══ Exercise text ══

Much debate in public policy focuses on the “why” and the “what”. Why is this issue important? Why should it be prioritised over something else? What should be in place that isn’t? What needs to change for this to happen?

Comparatively little focus is placed on “how” – the practicalities of putting the why and what into action. The “how” follows once the “why” and the “what” have been largely agreed, and is important because it’s in this space that all of people’s experiences are generated. It’s also where good ideas can turn into bad delivery.

But below the “how” is a question even less attention is given to: “who?” Rarely is it considered: who is asking for this change? Who is the change being asked of? What are the motivations of these respective groups?

It is too easy to lament how poor commissioning and commissioners are; or how it would be so much better if only senior leaders recognised the radical difference that x or y would make. But this is to fall into the trap of “what’s the matter with these people?” rather than thinking, familiarly enough, “what matters to these people?”

This thought came home to me when, for around three years, I was simultaneously on both “sides” of a policy argument. For around half of my time I was working in a disabled people’s user-led organisation (DPULO), advocating for disabled people’s equality and rights, delivering user-led services and promoting choice and control through personalisation in social care. The other half of my time was in, of all places, the Office for Disability issues within the Department for Work and Pensions (DWP_.

What was fascinating about this was, even though I would say exactly the same things when wearing my DPULO or DWP hat, people would receive a message considerably differently depending on how they perceived me in that moment. Disability rights campaigners would broadly be ok with my thoughts when shared from a DPULO perspective. But the exact same thoughts wouldn’t be acceptable if I expressed them from a DWP platform.

In neither situation was the idea that disabled people’s equality and rights mattered to me. Nor was it recognised I was consciously choosing different means to others by which to achieve what was, in fact, a common goal.

This leads to two connected conclusions relevant for #socialcarefuture.

═══

### Requirement 1
Translate this sentence from the essay on public policy debate into Spanish: "It's also where good ideas can turn into bad delivery."
### Requirement 2
Write the next part of the essay on who asks for policy change, beginning after its last sentence.

══ Given data ══

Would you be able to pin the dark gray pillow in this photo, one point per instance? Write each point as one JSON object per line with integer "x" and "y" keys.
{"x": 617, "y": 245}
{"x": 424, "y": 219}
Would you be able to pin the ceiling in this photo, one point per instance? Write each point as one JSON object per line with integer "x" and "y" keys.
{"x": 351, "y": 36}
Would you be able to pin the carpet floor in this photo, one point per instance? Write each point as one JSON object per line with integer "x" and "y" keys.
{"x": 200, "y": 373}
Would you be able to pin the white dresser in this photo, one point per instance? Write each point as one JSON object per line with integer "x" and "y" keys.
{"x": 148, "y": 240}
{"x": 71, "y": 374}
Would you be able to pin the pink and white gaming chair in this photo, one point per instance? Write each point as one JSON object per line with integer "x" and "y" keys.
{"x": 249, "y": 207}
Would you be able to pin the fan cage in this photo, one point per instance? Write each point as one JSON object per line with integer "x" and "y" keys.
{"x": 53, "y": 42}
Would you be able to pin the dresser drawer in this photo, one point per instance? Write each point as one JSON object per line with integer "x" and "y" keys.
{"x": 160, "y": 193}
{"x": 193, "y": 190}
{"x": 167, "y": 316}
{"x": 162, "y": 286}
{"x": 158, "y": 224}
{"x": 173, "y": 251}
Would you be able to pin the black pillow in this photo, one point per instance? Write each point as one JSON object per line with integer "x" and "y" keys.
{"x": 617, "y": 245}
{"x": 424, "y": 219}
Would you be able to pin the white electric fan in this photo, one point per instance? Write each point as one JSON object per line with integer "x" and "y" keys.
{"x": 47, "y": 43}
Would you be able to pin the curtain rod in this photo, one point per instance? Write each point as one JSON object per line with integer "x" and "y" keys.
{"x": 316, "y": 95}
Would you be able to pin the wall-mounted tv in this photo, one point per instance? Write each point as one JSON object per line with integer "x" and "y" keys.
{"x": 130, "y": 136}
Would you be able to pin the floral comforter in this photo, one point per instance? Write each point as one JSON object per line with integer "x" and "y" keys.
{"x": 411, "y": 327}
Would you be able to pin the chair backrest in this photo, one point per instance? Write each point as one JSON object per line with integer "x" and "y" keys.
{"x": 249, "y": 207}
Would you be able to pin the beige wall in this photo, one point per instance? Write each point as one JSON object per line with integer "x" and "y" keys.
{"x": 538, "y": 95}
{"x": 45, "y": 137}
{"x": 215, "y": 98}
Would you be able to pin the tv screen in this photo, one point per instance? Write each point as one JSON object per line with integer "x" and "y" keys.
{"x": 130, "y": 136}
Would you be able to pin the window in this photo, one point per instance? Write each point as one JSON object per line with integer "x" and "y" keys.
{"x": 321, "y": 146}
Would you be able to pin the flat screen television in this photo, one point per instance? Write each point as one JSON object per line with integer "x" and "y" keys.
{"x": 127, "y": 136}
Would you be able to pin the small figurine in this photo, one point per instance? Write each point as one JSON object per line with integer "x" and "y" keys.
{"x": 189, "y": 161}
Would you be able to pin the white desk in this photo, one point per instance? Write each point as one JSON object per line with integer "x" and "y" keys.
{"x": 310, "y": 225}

═══

### Exercise result 1
También es donde las buenas ideas pueden convertirse en una mala ejecución.

### Exercise result 2
The first is to understand that what matters to people, matters. Motivations for engaging in an issue will differ. There will be a junior minister who wants to be promoted; there will be lifelong advocates who have dedicated themselves for 25 years to a certain change; there will be civil servants who want a pragmatic solution to a pressing problem they are facing. But all of these different motivations are as present as each other, and can be skilfully aligned to achieve a common change that works for all.

The second is to recognise that such a broad coalition of people with different motivations will be located across a wide range of organisations. Indeed, the coalition has to be widely distributed if it has any chance of succeeding: each participant will have access to something others don’t, and that is needed for the overall change. As a result, some coalition members will be “inside” the system. Some will be outside (possibly literally, chained to railings or waving placards). Some will be in the grey area that is neither inside nor outside (the voluntary sector is most often found in this space). Some may not even know they’re in the coalition.

What leads to change is consciously acknowledging and valuing the existence of such a broad coalition across motivations and organisations. Each participant – each “who”, with their all too human motivations and positions – makes a needed contribution, and it is only through this coalition that successful change will come about.

(For those interested in the public policy theory that underpins such coalitions, this primer on Advocacy Coalition Frameworks https://paulcairney.wordpress.com/2013/10/30/policy-concepts-in-1000-words-the-advocacy-coalition-framework/ is excellent.)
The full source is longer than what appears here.